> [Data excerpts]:

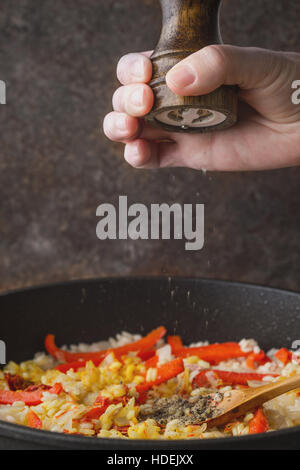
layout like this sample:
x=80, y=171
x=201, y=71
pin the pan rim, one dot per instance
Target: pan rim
x=42, y=437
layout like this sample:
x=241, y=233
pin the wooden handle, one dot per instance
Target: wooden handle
x=189, y=25
x=241, y=402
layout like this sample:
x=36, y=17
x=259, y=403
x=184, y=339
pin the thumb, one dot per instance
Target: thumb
x=213, y=66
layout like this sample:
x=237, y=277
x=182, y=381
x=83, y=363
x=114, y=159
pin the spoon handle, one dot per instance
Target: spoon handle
x=274, y=389
x=241, y=402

> [WORK INSTRUCTION]: Copy out the data verbatim, with no pictures.

> [OUTPUT OF THE TASK]:
layout like this sample:
x=80, y=171
x=201, y=71
pin the pan rim, one dot per instance
Target: pan rim
x=42, y=437
layout like this sample:
x=241, y=233
pin the wooden handle, one dot per instance
Target: wooden handle
x=189, y=25
x=241, y=402
layout like this sample:
x=36, y=17
x=259, y=403
x=184, y=339
pin the thumb, one dot per instance
Target: thumb
x=213, y=66
layout like this sample:
x=237, y=277
x=182, y=381
x=83, y=363
x=114, y=159
pin the spoon handle, one dot per instance
Target: spoon handle
x=274, y=389
x=241, y=402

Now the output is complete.